- **Goal**
Render the data below as a Markdown table with two columns, "No." for the row number and "Text" for the line, skipping blank lines. Leave the pictures out of the table.

Stored data entries:

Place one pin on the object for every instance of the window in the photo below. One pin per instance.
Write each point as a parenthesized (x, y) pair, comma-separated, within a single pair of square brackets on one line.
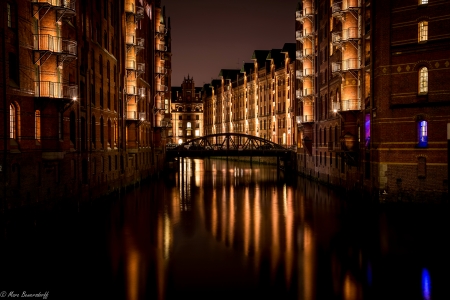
[(37, 125), (423, 80), (423, 134), (12, 121), (423, 31), (13, 68)]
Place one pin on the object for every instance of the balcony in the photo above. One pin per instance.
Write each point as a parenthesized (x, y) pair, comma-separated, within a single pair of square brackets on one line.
[(161, 47), (307, 12), (46, 42), (130, 65), (139, 44), (160, 70), (161, 29), (64, 8), (351, 104), (161, 88), (55, 90), (339, 8), (302, 34), (139, 13), (304, 74), (305, 119), (351, 64), (140, 68), (130, 40), (335, 67), (141, 92), (131, 90), (305, 53)]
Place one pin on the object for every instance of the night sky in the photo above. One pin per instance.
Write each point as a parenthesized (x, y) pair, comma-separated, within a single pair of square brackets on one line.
[(210, 35)]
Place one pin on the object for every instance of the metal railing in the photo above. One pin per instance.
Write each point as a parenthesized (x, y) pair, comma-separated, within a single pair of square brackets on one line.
[(47, 42), (55, 90), (66, 4), (161, 88), (351, 64), (351, 104), (130, 65)]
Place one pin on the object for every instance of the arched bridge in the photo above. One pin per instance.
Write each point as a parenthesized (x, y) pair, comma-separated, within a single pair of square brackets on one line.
[(228, 144)]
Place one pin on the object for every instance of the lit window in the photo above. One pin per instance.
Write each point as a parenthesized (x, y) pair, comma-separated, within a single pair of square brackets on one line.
[(37, 124), (8, 12), (423, 80), (423, 31), (12, 121), (423, 134)]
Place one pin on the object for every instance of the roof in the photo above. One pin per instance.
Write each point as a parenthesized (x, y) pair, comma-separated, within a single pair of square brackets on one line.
[(229, 73), (289, 48)]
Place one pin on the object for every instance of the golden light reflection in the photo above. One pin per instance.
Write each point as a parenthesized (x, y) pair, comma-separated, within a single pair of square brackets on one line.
[(308, 263), (350, 288), (133, 275), (246, 222)]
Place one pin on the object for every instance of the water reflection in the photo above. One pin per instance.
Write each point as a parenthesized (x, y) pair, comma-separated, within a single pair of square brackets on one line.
[(233, 229), (221, 230)]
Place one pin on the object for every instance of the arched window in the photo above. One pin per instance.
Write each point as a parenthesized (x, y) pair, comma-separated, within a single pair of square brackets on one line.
[(423, 31), (12, 121), (102, 133), (422, 134), (423, 80), (37, 125), (93, 133), (72, 128), (109, 133)]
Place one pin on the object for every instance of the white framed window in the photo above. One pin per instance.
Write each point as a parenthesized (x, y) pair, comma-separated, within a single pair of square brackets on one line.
[(423, 31), (8, 12), (37, 125), (423, 80), (422, 134), (12, 121)]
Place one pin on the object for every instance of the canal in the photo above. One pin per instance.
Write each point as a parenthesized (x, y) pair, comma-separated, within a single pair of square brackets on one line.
[(228, 230)]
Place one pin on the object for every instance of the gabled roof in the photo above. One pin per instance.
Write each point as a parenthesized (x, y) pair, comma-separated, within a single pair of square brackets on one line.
[(289, 48), (277, 57), (260, 57), (247, 68), (174, 92), (229, 73)]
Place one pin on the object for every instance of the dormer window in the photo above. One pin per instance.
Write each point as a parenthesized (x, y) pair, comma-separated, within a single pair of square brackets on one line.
[(423, 31)]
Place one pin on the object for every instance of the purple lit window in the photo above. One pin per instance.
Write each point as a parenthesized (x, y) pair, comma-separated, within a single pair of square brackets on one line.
[(367, 129), (423, 134)]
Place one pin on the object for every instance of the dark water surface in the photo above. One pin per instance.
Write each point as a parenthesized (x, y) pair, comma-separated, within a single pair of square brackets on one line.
[(228, 230)]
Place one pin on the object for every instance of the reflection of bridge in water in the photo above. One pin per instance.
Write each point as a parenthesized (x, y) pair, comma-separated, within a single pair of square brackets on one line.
[(232, 144)]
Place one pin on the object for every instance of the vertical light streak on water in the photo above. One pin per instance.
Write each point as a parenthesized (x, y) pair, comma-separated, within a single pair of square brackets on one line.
[(133, 274), (224, 212), (247, 217), (167, 235), (350, 288), (426, 285), (160, 261), (231, 220), (275, 242), (308, 263), (289, 220), (257, 228)]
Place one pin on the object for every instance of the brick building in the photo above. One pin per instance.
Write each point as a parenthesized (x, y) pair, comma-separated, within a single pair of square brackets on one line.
[(187, 112), (373, 98), (81, 87), (257, 100)]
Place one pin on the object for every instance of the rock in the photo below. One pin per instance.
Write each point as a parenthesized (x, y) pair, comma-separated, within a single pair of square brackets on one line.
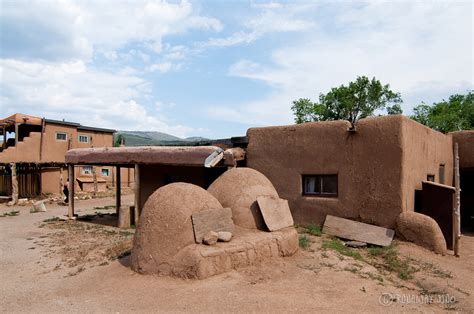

- **Problem solution**
| No. | Text |
|---|---|
| 1 | Place one pin on the object for every instance of the window in the photo below. One pin per instance. |
| 2 | Write each point as a parenthesized (x, y) pair, comma-separated, within a single pair of square brackets on one line. |
| 3 | [(37, 125), (423, 80), (423, 134), (12, 121), (423, 31), (13, 68)] |
| 4 | Place one pin on the object for every instance of the balcony in the photo above. One pin per instance. |
| 5 | Write each point as a parenthesized (x, y) pair, comma-separated, within a single pair of square brackets on one line. |
| 6 | [(161, 47), (307, 12), (46, 42), (130, 65), (139, 44), (160, 70), (161, 29), (64, 8), (351, 104), (161, 88), (55, 90), (339, 8), (302, 34), (139, 13), (304, 74), (305, 119), (351, 64), (140, 68), (130, 40), (335, 67), (141, 92), (131, 90), (305, 53)] |
| 7 | Place one pin on the object for every instance of the night sky in the photo above. One pin per instance. |
| 8 | Write each point as a parenthesized (x, y) pair, comma-separated, within a single pair of square brackets on one line. |
| 9 | [(210, 35)] |
| 10 | Place one pin on the object for every instance of the metal railing in the photo above. One pin per instance. |
| 11 | Write each point as a parenthesized (x, y) pair, comma-separated, within a single pair of square brackets on one line. |
| 12 | [(47, 42), (55, 90), (66, 4), (161, 88), (351, 64), (351, 104), (130, 65)] |
| 13 | Place one pin on the object for every instance of the arched bridge in the photo above. One pin per instance. |
| 14 | Write each point as a parenthesized (x, y) pair, comma-separated, within a single pair of square brackets on one line. |
| 15 | [(228, 144)] |
| 16 | Place one pin on the object for every instance of the lit window in the photo above. One pin per instance. |
| 17 | Write each point as a parenthesized (x, y) pair, comma-separated, within a single pair of square brackets on one line. |
| 18 | [(37, 124), (8, 12), (423, 80), (423, 31), (12, 121), (423, 134)] |
| 19 | Place one pin on the object for every instance of the roof in the photo above. One pin per instance. |
| 20 | Write each point as a parenthesized (x, y) pair, comma-separated, within a single pair of square brackets on one line. |
| 21 | [(229, 73), (289, 48)] |
| 22 | Place one pin on the object for every instance of the golden light reflection in the photo above. One pin per instance. |
| 23 | Write each point as a parenthesized (x, y) pair, comma-separated, within a single pair of square brackets on one line. |
| 24 | [(308, 263), (350, 288), (133, 275), (246, 222)] |
| 25 | Place one pin on the object for every instance of the water reflection in the photo above. One pin per instance. |
| 26 | Write each point as a parenthesized (x, y) pair, comma-separated, within a single pair of square brackets on one line. |
| 27 | [(233, 229), (221, 230)] |
| 28 | Place one pin on the object for every instance of the arched window in the photo above. One pin per instance. |
| 29 | Write each point as a parenthesized (x, y) pair, comma-separated, within a single pair of square brackets on one line. |
| 30 | [(423, 31), (12, 121), (102, 133), (422, 134), (423, 80), (37, 125), (93, 133), (72, 128), (109, 133)] |
| 31 | Place one pin on the object for every instance of the white framed window in the photo above. One pin per instance. |
| 32 | Write each point as a parenthesized (x, y) pair, comma-separated, within a single pair of square brackets on one line. |
| 33 | [(423, 31), (8, 12), (37, 125), (423, 80), (422, 134), (12, 121)] |
| 34 | Place one pin on the object for every instance of the canal in the photo above. One pin per instance. |
| 35 | Write each point as a parenthesized (x, y) pair, comma-separated, within a single pair of square brackets on one line. |
| 36 | [(228, 230)] |
| 37 | Place one pin on the object for every instance of the gabled roof in the photo above. One pin per instance. |
| 38 | Write each point as a parenthesized (x, y) pair, comma-separated, within a single pair of square brackets on one line. |
| 39 | [(289, 48), (277, 57), (260, 57), (247, 68), (174, 92), (229, 73)] |
| 40 | Place one pin on the object for every instance of the dormer window in the photo above. One pin per instance. |
| 41 | Write each point as a parenthesized (x, y) pair, comma-separated, within a single pair of square brackets on one line. |
| 42 | [(423, 31)] |
| 43 | Place one pin on the object for every instance of the purple lit window in the photo above. One pin per instance. |
| 44 | Write each point as a parenthesized (x, y) pair, comma-separated, within a single pair of square brackets on one line. |
| 45 | [(367, 129), (423, 134)] |
| 46 | Place one pin on the object for every instance of the dark water surface in the photo above. One pin per instance. |
| 47 | Write each point as a parenthesized (x, y) pair, comma-separated, within a single pair of square brackets on one line. |
| 48 | [(228, 230)] |
| 49 | Place one pin on the object for every instance of the reflection of bridge in water in the photo above. One pin per instance. |
| 50 | Write each point as a parenthesized (x, y) pair, comma-separated, within a single pair of square brackets on one line. |
| 51 | [(232, 144)] |
| 52 | Place one pin on the object for every instance of the vertical light streak on water in the photo above. One pin per instance. |
| 53 | Write each point as a parenthesized (x, y) pair, comma-separated, within a single pair of square brackets on one line. |
| 54 | [(133, 274), (224, 212), (247, 217), (167, 235), (350, 288), (426, 285), (160, 261), (231, 220), (275, 242), (308, 263), (289, 220), (257, 228)] |
| 55 | Place one pin on the object for every instance of the brick building in the photo above. One pin per instance. |
| 56 | Write each point as a parenthesized (x, y) pair, comma-separated, within a single pair of square brackets on one line. |
| 57 | [(187, 112), (373, 98), (81, 87), (257, 100)] |
| 58 | Place one pin on the object for every instance of the rock in the photo below. One pin per instance. |
| 59 | Write each point as a parenthesized (x, y) pair, comma-separated, within a single pair of square brackets on one line. |